Task to complete: Rewrite the lines from the one containing "Objective — one point per instance of the rock" through the one containing "[[105, 217]]", putting "gravel path" in place of "dirt trail" and keeping everything else unchanged.

(Records from a collection)
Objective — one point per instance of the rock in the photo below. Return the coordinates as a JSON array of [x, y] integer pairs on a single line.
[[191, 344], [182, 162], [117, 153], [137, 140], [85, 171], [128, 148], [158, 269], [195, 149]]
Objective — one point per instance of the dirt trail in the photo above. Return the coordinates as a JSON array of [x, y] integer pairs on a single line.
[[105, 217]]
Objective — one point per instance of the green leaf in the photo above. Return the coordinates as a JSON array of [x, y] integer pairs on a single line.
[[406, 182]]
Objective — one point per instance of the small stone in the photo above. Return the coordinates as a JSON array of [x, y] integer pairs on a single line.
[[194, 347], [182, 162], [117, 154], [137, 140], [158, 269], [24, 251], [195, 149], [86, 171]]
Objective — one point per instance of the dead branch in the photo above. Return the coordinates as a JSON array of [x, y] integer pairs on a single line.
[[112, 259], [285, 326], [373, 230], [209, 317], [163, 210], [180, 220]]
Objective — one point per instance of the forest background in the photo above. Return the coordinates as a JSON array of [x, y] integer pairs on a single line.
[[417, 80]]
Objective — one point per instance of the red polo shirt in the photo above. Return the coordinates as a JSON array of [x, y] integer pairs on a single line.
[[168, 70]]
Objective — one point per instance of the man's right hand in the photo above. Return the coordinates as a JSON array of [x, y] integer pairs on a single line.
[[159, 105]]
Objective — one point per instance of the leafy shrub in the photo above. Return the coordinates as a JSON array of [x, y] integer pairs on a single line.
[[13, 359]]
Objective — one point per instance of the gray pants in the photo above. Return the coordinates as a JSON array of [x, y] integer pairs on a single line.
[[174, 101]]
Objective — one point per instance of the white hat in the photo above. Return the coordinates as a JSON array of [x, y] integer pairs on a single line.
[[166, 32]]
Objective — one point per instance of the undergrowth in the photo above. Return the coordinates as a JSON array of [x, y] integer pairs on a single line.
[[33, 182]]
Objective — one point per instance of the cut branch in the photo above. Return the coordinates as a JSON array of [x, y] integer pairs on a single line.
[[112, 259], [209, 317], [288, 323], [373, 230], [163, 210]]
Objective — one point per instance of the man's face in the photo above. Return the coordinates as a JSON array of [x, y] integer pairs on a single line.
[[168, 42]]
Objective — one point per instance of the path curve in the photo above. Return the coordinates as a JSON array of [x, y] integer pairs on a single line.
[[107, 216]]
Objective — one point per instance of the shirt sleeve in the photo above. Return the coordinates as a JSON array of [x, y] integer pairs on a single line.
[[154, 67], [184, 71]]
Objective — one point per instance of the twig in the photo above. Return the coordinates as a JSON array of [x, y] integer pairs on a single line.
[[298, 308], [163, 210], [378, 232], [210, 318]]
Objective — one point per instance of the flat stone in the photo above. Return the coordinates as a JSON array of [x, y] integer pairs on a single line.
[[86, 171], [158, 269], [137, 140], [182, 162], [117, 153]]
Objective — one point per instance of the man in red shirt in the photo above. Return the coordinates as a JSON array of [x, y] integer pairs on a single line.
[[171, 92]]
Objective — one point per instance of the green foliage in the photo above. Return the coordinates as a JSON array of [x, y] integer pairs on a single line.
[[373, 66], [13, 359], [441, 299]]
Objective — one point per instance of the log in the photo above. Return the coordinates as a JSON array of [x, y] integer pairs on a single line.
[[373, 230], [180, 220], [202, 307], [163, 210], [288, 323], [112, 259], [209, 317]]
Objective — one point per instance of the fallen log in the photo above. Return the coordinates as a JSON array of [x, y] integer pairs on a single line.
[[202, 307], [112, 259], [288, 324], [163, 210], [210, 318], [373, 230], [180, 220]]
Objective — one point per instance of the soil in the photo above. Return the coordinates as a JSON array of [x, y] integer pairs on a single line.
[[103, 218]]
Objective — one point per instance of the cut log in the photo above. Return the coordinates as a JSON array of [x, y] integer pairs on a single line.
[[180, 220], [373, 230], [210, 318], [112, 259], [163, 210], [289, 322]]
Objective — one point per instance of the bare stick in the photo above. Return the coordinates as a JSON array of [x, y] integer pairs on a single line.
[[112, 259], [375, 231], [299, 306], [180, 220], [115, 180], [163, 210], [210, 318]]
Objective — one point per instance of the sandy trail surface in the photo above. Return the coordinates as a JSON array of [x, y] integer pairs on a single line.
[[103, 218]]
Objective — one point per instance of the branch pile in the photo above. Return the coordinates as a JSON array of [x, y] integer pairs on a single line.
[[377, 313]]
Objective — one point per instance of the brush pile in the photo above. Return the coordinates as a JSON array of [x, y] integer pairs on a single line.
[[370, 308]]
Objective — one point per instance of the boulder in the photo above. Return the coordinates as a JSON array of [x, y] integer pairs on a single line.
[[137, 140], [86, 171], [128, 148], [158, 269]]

...

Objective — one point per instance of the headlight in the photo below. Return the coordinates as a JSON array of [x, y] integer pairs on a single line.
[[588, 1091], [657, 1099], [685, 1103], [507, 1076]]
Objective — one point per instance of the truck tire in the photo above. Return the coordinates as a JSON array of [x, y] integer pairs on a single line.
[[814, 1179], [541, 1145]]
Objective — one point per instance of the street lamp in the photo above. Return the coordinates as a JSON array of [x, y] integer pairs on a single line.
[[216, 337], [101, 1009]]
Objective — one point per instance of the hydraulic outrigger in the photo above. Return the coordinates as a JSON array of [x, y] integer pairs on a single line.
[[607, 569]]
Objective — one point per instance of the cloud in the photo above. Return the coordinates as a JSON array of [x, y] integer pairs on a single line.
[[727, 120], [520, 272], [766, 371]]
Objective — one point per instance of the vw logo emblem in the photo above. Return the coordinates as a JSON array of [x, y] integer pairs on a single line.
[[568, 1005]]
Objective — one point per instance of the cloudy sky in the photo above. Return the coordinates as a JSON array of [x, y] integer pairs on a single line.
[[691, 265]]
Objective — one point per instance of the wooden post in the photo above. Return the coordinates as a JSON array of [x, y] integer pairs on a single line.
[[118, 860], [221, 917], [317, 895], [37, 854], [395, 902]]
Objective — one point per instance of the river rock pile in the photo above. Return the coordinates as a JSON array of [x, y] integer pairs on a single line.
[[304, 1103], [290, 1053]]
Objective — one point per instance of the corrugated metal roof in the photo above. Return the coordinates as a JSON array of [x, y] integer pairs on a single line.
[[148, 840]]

--

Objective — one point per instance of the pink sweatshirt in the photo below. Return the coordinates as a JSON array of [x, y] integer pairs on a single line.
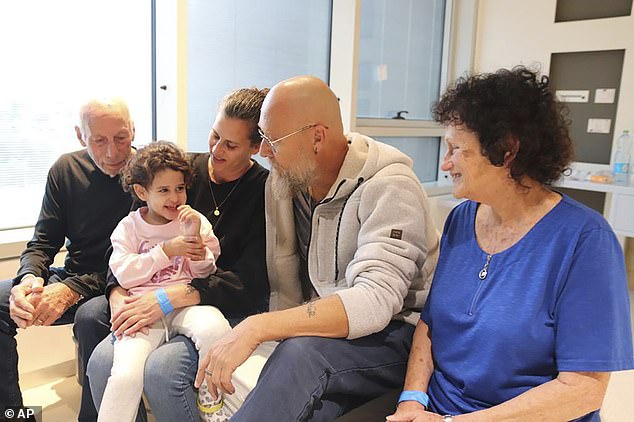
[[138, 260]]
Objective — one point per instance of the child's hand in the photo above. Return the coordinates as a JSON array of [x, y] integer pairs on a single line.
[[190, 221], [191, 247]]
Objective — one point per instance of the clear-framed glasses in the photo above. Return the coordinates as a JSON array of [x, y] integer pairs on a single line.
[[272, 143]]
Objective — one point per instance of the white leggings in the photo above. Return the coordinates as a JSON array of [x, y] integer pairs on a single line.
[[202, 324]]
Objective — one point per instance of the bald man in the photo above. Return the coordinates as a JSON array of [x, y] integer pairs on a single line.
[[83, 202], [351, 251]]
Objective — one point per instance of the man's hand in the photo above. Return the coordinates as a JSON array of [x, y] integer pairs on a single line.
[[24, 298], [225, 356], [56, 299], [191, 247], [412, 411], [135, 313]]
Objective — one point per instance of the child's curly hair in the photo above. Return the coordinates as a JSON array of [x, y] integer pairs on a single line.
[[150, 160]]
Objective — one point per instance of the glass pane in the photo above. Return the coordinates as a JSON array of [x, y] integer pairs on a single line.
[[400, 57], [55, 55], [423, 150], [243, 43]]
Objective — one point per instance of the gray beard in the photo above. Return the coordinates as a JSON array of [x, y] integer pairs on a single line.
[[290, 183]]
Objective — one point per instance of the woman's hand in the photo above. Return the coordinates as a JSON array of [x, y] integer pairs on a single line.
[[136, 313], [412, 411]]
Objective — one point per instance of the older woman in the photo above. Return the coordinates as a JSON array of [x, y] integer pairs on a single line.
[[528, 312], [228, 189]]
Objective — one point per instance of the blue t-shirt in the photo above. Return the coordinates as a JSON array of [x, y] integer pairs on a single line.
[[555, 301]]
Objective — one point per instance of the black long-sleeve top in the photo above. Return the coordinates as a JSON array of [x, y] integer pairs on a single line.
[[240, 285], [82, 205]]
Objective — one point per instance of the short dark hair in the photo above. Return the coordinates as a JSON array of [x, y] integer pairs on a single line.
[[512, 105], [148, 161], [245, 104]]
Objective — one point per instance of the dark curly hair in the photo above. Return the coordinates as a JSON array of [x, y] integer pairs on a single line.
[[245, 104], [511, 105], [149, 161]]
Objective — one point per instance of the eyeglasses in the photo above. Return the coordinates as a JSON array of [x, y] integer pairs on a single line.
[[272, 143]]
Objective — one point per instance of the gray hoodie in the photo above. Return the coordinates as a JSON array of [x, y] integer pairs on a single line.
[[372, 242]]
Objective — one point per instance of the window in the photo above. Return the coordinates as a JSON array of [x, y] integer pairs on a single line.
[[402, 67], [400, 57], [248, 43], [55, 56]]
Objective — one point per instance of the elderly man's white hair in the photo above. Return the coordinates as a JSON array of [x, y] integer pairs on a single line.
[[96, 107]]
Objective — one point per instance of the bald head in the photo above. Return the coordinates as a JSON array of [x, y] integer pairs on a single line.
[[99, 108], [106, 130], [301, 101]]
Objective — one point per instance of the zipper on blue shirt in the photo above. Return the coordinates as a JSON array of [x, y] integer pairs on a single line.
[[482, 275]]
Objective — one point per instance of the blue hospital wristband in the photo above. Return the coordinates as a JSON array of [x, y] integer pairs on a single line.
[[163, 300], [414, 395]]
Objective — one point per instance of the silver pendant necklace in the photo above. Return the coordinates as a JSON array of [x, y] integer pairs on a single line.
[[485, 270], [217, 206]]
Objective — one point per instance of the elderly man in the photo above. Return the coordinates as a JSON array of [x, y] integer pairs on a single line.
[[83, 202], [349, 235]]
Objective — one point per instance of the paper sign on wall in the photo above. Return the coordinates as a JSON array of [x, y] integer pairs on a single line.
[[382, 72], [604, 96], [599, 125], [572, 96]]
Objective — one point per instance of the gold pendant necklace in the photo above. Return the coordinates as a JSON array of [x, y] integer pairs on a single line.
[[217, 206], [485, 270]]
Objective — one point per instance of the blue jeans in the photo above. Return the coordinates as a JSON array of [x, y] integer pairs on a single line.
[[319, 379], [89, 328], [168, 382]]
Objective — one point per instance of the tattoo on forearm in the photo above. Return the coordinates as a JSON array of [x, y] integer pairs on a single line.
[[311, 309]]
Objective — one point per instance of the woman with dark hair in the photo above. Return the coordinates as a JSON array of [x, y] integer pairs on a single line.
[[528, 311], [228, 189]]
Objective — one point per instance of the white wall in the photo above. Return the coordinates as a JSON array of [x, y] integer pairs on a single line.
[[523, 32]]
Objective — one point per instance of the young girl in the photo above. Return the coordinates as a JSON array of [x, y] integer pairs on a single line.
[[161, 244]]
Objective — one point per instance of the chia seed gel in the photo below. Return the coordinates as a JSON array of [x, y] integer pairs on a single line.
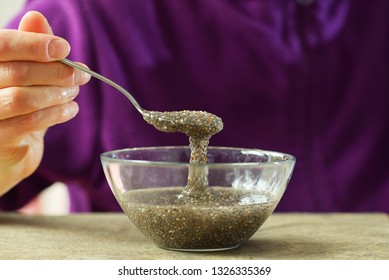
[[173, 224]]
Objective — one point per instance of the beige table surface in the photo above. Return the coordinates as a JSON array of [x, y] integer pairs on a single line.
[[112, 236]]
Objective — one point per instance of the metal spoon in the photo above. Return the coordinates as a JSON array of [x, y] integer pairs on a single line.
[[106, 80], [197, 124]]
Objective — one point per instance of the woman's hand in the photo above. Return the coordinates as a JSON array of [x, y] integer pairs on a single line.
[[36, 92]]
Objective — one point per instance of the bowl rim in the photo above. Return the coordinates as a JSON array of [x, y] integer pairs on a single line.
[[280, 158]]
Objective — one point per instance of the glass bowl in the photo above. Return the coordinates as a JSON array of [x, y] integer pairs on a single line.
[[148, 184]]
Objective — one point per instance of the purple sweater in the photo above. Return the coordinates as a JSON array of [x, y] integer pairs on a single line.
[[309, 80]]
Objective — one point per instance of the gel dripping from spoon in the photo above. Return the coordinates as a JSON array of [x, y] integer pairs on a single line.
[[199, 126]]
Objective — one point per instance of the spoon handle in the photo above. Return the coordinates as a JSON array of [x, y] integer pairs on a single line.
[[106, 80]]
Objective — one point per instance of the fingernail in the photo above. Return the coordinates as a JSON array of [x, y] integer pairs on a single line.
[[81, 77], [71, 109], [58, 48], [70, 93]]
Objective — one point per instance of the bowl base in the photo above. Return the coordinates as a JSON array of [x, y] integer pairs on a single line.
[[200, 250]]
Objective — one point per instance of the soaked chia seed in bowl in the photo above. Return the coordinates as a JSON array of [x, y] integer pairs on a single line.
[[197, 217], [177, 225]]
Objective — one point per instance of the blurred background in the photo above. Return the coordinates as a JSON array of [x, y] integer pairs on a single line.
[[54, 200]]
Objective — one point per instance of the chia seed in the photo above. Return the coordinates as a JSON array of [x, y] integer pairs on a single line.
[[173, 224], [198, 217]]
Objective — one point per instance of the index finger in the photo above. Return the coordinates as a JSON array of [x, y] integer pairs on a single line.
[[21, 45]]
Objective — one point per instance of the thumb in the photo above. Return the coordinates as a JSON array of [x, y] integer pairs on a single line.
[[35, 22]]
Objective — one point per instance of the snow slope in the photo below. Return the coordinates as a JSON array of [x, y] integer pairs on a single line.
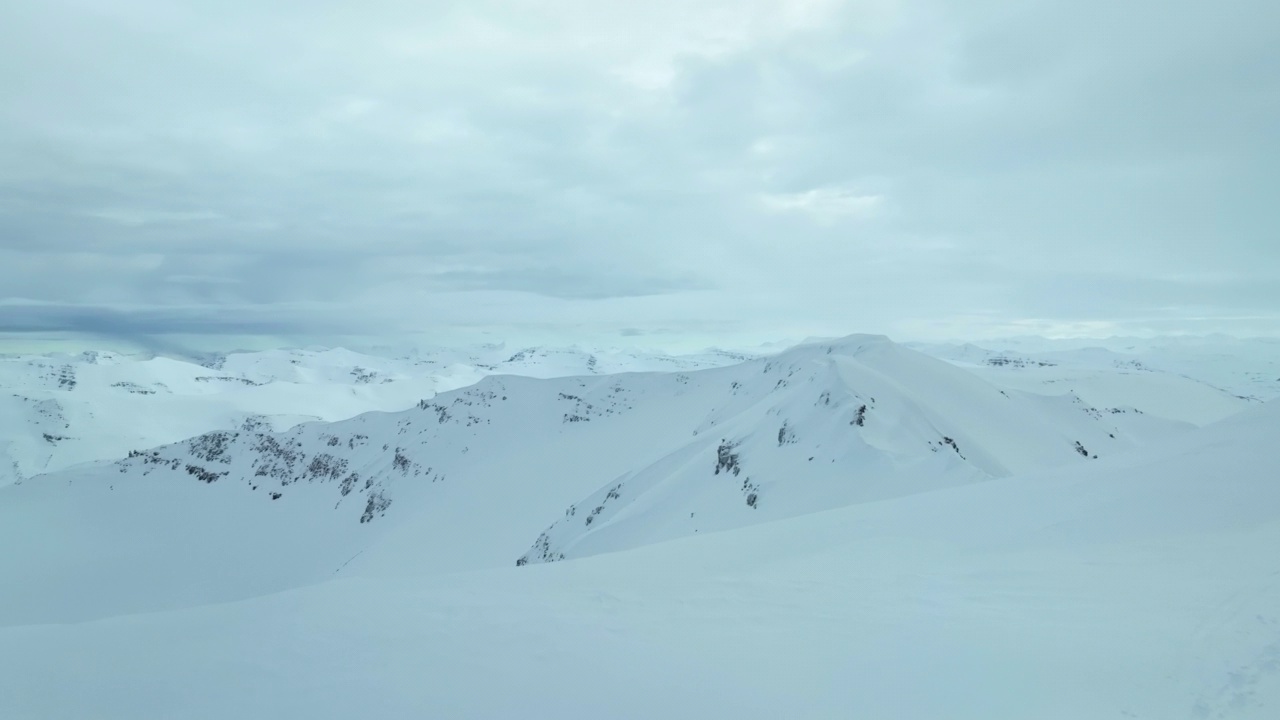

Correct result:
Objective — one point per instance of the rock in the photo below. Return the coordinates as a JSON array of [x, y] integer pairs on a single line.
[[191, 344], [182, 162], [117, 153], [137, 140], [85, 171], [128, 148], [158, 269], [195, 149]]
Objective — one point per instance of the gravel path in the photo above. Return the coordinates as a JSON array of [x, y] integer pairs on a single line.
[[105, 217]]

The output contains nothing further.